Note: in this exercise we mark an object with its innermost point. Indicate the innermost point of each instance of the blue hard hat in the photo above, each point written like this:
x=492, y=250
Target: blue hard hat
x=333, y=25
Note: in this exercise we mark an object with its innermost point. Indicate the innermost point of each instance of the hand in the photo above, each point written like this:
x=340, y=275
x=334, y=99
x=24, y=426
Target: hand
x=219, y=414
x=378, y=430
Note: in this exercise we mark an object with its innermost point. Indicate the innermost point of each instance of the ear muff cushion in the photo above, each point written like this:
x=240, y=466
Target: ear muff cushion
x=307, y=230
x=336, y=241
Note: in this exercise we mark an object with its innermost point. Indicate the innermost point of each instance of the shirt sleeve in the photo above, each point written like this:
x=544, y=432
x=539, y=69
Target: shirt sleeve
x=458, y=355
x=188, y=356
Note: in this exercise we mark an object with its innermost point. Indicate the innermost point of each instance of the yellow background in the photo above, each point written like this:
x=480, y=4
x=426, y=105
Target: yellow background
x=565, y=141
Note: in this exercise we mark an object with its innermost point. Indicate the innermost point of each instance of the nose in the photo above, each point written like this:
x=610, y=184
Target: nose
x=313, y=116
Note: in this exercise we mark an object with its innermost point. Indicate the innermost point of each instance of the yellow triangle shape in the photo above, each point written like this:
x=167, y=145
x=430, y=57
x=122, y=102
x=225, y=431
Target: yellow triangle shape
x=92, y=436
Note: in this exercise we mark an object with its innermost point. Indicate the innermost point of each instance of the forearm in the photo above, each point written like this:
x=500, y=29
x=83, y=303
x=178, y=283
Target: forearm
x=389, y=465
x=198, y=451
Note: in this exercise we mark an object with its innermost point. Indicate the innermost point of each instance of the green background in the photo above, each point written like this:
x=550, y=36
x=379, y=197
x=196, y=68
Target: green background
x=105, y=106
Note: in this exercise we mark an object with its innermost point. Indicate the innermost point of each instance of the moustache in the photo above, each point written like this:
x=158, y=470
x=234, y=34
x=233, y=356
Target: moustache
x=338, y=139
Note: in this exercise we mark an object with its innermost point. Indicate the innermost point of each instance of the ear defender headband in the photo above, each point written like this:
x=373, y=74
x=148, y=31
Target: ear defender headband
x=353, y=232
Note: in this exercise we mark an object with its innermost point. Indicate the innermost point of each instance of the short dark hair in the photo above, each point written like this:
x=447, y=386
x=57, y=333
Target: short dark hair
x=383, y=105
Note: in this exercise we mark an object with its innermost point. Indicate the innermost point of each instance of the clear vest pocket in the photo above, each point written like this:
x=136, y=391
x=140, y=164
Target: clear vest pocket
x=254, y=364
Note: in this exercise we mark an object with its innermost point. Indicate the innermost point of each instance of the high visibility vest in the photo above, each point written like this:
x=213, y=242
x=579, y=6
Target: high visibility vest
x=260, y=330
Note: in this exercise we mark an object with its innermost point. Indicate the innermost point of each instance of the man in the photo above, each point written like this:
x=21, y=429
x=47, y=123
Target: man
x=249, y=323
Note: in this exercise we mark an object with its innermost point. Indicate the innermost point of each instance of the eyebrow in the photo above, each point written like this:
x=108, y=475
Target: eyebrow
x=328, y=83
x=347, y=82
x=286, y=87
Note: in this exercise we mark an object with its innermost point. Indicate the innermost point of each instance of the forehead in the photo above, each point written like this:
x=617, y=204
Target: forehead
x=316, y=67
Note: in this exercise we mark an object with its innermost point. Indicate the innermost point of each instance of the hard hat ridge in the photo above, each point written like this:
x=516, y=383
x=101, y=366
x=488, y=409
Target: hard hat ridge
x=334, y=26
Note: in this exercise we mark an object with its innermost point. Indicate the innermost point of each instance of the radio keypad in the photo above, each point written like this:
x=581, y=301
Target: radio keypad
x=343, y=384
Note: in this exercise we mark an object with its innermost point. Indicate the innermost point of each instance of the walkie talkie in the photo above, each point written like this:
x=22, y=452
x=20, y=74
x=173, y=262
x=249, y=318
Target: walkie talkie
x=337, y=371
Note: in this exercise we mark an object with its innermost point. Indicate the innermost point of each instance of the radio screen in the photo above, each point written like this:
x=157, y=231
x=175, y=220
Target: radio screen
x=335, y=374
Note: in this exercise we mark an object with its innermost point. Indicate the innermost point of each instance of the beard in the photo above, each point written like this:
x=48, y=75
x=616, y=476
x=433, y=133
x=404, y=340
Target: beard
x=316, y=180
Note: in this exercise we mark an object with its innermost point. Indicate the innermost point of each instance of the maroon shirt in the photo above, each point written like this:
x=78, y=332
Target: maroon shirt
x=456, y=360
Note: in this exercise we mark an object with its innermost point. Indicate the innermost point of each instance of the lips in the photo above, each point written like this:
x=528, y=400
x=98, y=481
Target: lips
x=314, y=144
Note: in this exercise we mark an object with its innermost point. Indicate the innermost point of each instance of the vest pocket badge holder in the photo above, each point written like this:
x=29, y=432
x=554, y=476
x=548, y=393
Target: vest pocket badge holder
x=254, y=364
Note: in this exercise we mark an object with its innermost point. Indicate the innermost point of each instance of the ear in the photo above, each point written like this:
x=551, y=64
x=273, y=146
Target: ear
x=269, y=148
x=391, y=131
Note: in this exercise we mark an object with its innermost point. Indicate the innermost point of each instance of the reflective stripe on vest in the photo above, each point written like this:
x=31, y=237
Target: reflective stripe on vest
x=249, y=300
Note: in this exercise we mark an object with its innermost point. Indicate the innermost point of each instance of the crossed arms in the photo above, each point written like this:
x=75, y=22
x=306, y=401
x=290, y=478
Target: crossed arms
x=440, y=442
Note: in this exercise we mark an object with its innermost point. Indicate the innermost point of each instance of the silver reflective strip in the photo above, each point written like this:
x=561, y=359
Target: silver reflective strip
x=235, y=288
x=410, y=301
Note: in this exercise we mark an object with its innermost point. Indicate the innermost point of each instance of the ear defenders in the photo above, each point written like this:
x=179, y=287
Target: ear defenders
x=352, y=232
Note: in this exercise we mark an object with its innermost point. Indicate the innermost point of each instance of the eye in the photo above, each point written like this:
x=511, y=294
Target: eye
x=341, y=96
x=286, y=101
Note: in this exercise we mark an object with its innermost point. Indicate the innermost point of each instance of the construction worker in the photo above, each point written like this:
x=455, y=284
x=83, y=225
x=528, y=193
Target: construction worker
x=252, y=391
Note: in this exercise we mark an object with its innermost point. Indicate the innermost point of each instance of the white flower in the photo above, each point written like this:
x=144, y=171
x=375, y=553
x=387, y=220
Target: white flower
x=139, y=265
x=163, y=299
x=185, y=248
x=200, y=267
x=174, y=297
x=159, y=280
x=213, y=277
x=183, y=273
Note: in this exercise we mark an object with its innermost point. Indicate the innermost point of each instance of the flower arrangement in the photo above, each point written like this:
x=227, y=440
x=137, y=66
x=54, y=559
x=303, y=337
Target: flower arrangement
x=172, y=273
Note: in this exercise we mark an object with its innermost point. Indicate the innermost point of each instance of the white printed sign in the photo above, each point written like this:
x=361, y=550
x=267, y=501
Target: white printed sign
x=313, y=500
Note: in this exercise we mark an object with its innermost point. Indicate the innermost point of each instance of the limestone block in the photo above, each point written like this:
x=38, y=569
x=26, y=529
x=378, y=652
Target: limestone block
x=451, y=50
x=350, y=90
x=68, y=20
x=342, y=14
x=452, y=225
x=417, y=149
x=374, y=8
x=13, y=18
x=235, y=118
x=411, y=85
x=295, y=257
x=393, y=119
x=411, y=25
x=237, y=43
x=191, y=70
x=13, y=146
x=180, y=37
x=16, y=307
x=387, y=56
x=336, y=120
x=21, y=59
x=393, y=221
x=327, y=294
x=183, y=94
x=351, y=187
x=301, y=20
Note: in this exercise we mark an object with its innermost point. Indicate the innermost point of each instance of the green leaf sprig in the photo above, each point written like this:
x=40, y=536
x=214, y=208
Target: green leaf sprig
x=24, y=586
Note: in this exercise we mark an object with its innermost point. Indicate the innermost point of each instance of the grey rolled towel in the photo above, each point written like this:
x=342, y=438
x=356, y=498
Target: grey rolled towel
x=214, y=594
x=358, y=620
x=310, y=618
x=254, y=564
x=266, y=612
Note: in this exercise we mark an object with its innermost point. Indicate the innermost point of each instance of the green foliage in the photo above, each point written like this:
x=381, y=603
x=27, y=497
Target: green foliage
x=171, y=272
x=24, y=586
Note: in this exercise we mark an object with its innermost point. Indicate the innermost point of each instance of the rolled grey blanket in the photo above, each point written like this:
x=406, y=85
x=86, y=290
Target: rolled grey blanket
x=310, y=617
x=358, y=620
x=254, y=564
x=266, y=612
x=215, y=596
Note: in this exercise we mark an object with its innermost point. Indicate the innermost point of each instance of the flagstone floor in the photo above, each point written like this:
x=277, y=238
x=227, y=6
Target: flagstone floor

====

* **Directions**:
Copy out every line from the one containing "of the rolled" to the end of the material, both ends included.

* **Finished exercise**:
Note: in this exercise we mark an object with its innermost point. Indicate the innermost point of each instance of the rolled grey blanket in the photo above, each point written like this:
x=406, y=85
x=86, y=290
Target: rolled grey blanket
x=310, y=617
x=358, y=620
x=254, y=564
x=266, y=612
x=215, y=596
Note: in this exercise we mark an object with its innermost point. Indicate the innermost point of each instance of the flagstone floor in the photo above, each point written like this:
x=277, y=238
x=227, y=6
Target: flagstone floor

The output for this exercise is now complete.